> [Passage provided]:
================

24 May 2022

A strategic view on the war in Ukraine

The war is in full swing and looks set to last for a while. The outcome is uncertain, but Russia has certainly failed in its main goal: to deprive the invaded country of the ability to manage its own identity. Nonetheless, it may still be able to occupy slices of Ukrainian territory permanently, enough to be able to declare victory. Be that as it may, now the time has come, after overcoming the initial shock and the immediate response measures in terms of economic sanctions on Russia and aid to Ukraine, to think about the long term.

Three strategic issues are of primary importance in light of the ongoing tragedy: the consequences for the European Union, the repercussions on the role of nuclear weapons and the future of relations with Russia. On these issues a reflection is urgently needed for the long term, beyond current events, in order to be ready to act deliberately, and not emotionally, when the conflict ends. This reflection is lacking so far.

European Union

What are the strategic implications of the conflict for the EU? The first is that security in Europe can no longer be taken for granted, as too many thought after the end of the Cold War, and that we must return to focus our attention on it. One cannot think only of trade and cultural exchanges, because, sos did common wisdom suggest, the time of wars had passed.

In the first place, therefore, when the guns are silent we will not be able to go back to doing everything as before. For decades we have believed, I for one, that creating interdependence with potential adversaries would foster mutual interest in peace: my first research work after university, in 1982, was on the Urengoy pipeline that was being built to bring gas from the USSR to Western Europe, "piercing" the Iron Curtain. Europe built it against the opinion of the Reagan administration which instead claimed it was dangerous to create this dependence on Soviet supplies. (The Americans, however, were very ready to sell their raw materials to Moscow, starting with food.) Since then, the gas pipelines from the USSR / Russia to Europe have multiplied. I still believe that interdependence is the right, and perhaps obligatory, path for the future, but it seems obvious to me that it needs to be rethought through a greater diversification of energy sources and suppliers.

================

> [Data provided]:
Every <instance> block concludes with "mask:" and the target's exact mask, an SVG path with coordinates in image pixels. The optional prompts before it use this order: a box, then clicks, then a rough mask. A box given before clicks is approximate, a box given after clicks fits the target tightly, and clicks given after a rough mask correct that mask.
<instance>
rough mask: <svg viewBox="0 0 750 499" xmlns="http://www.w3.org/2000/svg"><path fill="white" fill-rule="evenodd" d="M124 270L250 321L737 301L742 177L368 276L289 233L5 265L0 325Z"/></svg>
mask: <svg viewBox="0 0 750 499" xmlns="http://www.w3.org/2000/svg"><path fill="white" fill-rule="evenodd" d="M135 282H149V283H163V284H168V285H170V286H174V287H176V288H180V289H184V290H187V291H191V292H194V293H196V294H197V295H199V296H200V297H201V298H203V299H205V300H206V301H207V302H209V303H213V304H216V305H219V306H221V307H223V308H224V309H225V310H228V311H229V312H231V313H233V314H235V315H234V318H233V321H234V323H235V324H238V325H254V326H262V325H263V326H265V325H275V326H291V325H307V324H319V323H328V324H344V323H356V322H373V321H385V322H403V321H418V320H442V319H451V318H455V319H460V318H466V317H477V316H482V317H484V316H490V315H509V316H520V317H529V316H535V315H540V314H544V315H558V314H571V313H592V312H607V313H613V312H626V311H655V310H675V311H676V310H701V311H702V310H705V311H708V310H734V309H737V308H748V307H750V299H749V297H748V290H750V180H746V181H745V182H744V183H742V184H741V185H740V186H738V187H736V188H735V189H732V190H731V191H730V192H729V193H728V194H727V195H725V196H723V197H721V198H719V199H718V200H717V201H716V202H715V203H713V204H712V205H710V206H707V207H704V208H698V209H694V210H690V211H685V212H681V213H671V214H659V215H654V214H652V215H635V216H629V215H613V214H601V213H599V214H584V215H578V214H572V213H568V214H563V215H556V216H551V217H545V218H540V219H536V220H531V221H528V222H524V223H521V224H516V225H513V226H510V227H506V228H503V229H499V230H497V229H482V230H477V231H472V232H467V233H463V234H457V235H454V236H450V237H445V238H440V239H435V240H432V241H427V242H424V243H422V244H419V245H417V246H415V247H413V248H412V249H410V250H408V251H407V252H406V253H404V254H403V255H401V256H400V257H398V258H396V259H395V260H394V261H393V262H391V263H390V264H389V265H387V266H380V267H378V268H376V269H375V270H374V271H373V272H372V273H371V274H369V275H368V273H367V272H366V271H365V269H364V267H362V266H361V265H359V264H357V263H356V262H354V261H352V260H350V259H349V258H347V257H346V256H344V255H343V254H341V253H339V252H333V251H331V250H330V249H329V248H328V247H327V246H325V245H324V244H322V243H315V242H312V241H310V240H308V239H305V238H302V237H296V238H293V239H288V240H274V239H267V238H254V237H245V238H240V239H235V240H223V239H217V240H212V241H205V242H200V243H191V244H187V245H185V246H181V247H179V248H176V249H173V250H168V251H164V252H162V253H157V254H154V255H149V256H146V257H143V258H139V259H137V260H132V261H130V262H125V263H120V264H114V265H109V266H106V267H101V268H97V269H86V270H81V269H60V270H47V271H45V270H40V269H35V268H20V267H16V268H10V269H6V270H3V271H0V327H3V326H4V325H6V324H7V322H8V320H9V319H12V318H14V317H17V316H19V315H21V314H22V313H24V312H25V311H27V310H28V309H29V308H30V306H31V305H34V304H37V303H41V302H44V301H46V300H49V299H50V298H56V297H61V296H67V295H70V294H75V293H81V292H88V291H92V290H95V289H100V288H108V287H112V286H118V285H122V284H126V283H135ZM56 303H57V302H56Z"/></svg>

================

> [Tasks and exercises]:
1. In the essay on the war in Ukraine, what was the subject of the writer's first research work after university, in 1982?
2. Carry the essay on the war in Ukraine forward from its final sentence.
The listing is separate material with no connection to the essay on the war in Ukraine.

> [Responses]:
1. The Urengoy pipeline, which was being built to bring gas from the USSR to Western Europe.

2.
The second is that security costs money, which we have always known but which we have ignored in recent decades. In my opinion, Europe does not spend so little (the debate has been going on for decades, I will not get into it here) and in any case it can afford to do more. But it certainly spends unwisely because the economic effort is distributed in an inefficient way among 27 different armed forces, with obvious waste for fixed costs, imperfect standardization and interoperability, duplications, which could be eliminated if you had a European army, a European navy and a European aviation. Spending more without improving how you spend would not be an efficient use of resources. And I come to the third point.

The third strategic consequence of the Ukrainian conflict for Europe is that from a political, economic and military point of view the current conflict affects the Union as a whole. The pipelines all start from Russia but, apart from Nord Stream which goes straight to Germany, the others supply various member states. And in any case, gas is a fungible resource. If France is more protected by its nuclear power plants, while Italy and Germany remain more dependent on gas pipelines with Russia, all countries are suffering from the upheavals and inflationary effects of the current crisis on the energy market. There are no safe member states. More generally, if Poland and Romania are on the border of the armed confrontation, the repercussions clearly affect even more distant states such as Portugal and Ireland.

And therefore it is the Union as a whole that must take charge of the defense of the member states, always in coordination with the transatlantic allies in NATO but with autonomous capabilities. Two events of last year, the creation of the AUKUS and the withdrawal from Afghanistan, decided unilaterally by the USA, make this conclusion even more evident.

Brexit has removed one of the main obstacles to the creation of a common European defense, as the British were always opposed to any initiative that could create even the impression of a European defense capability independent of the USA. Besides, for the United Kingdom and the United States the link among the Five Eyes (USA, United Kingdom, Canada, Australia and New Zealand) has always been more important than that with NATO allies.

The war in Ukraine should remind us of the urgency of proceeding with the institutionalization of European security. It's obvious, at least it is to me, that the European link with the US in NATO should remain, but on a more balanced if not exactly equal level. A bit like today's relationship between the euro and the dollar, the the European Central Bank vis-à-vis the Federal Reserve.

The history of the euro gives us a useful trace: some countries start, others follow and those that do not follow remain outside, marginalized. Today the governments of Germany, France, Italy and Spain, which happen to be in political sync on the subject, could create the core of the common defense. Perhaps, after his re-election, Macron, free from constraints during his last term, will be more active.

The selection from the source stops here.